◆ **Passage**:
————
Entertainment

Bombshell movie accuracy: fact vs. fiction in the Fox News–Megyn Kelly film. – Slate

Was Megyn Kelly “violently ill” before a Republican debate? Are James and Lachlan Murdoch really that handsome? We break down the new Fox News movie.

Megyn Kelly, and Charlize Theron as Megyn Kelly

Megyn Kelly, and Charlize Theron as Megyn Kelly.

Photo illustration by Slate. Photos by Hilary Bronwyn Gayle SMPSP/Lionsgate and Neilson Barnard/Getty Images for Hollywood Reporter.

Just because a movie belongs to the genre Slate’s Dana Stevens has called “Bad Moments From Recent History, Recreated in Uncanny Detail” doesn’t guarantee that everything in it is accurate. The new movie Bombshell tells the story of how the women of Fox News brought down the network’s infamous CEO, Roger Ailes, but it does so by filling the film with a mix of characters who are based on real figures and others who have no one real-life counterpart. Read on for a full account of what’s fair, what’s balanced, and what’s potentially neither in the movie.

Megyn Kelly

Charlize Theron plays Fox News anchor Megyn Kelly in Bombshell, and the movie opens as she is preparing to host a 2015 Republican presidential primary debate that would go on to cause a monthslong feud between her and future President Donald Trump. As in the movie, Kelly really was “violently ill” that day, and she really did have to contend with competing agendas from Ailes and Rupert Murdoch, owner of the company’s corporate parent, over how hard to question Trump. The movie is also faithful in its depiction of the relationship between Kelly and Gretchen Carlson, who kicked off Ailes’ eventual ouster by publicly accusing him of sexual harassment: The two were collegial but not friends.
————
◆ **Records provided**:
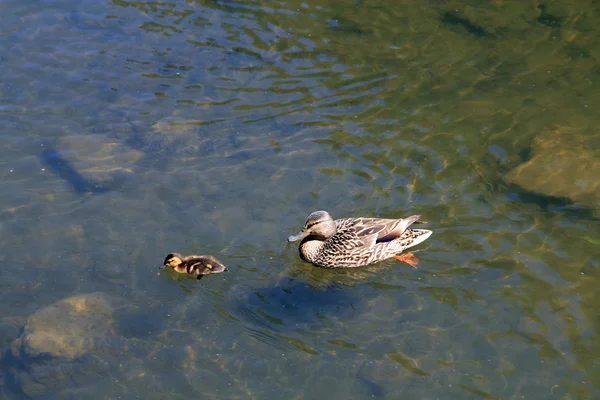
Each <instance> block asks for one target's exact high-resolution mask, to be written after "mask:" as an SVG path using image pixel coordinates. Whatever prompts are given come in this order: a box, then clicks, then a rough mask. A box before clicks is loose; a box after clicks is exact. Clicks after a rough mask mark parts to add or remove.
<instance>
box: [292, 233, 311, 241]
————
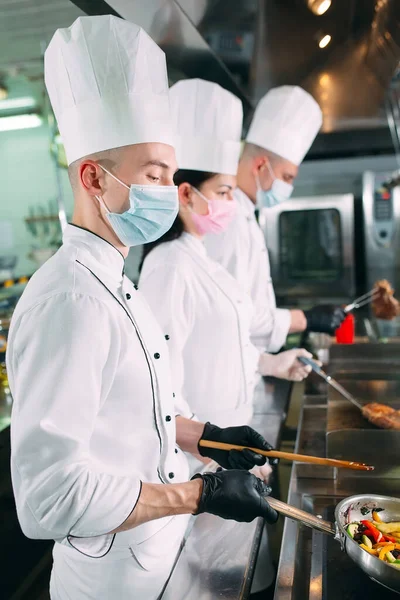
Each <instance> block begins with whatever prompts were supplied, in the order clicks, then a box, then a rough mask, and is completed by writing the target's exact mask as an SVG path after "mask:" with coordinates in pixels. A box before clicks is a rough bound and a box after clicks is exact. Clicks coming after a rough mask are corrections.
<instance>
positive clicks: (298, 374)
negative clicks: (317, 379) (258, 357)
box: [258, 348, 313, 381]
————
◆ **Tasks to carry out**:
A: Write out the whole Bombshell accuracy article word for word.
B: In the records, swap "rough mask" for "coarse mask" in the part that opens with the line containing "Each <instance> block asks" and closes with the line containing "box: [292, 233, 311, 241]". Give back only those lines, with nothing else changed.

◆ **Solutions below**:
A:
Entertainment

Bombshell movie accuracy: fact vs. fiction in the Fox News–Megyn Kelly film. – Slate

Was Megyn Kelly “violently ill” before a Republican debate? Are James and Lachlan Murdoch really that handsome? We break down the new Fox News movie.

Megyn Kelly, and Charlize Theron as Megyn Kelly

Megyn Kelly, and Charlize Theron as Megyn Kelly.

Photo illustration by Slate. Photos by Hilary Bronwyn Gayle SMPSP/Lionsgate and Neilson Barnard/Getty Images for Hollywood Reporter.

Just because a movie belongs to the genre Slate’s Dana Stevens has called “Bad Moments From Recent History, Recreated in Uncanny Detail” doesn’t guarantee that everything in it is accurate. The new movie Bombshell tells the story of how the women of Fox News brought down the network’s infamous CEO, Roger Ailes, but it does so by filling the film with a mix of characters who are based on real figures and others who have no one real-life counterpart. Read on for a full account of what’s fair, what’s balanced, and what’s potentially neither in the movie.

Megyn Kelly

Charlize Theron plays Fox News anchor Megyn Kelly in Bombshell, and the movie opens as she is preparing to host a 2015 Republican presidential primary debate that would go on to cause a monthslong feud between her and future President Donald Trump. As in the movie, Kelly really was “violently ill” that day, and she really did have to contend with competing agendas from Ailes and Rupert Murdoch, owner of the company’s corporate parent, over how hard to question Trump. The movie is also faithful in its depiction of the relationship between Kelly and Gretchen Carlson, who kicked off Ailes’ eventual ouster by publicly accusing him of sexual harassment: The two were collegial but not friends.

B:
Each <instance> block asks for one target's exact high-resolution mask, to be written after "mask:" as an SVG path using image pixel coordinates. Whatever prompts are given come in this order: a box, then clicks, then a coarse mask. A box before clicks is loose; a box after clicks is exact. Clicks after a coarse mask mark parts to add or remove.
<instance>
box: [292, 233, 311, 241]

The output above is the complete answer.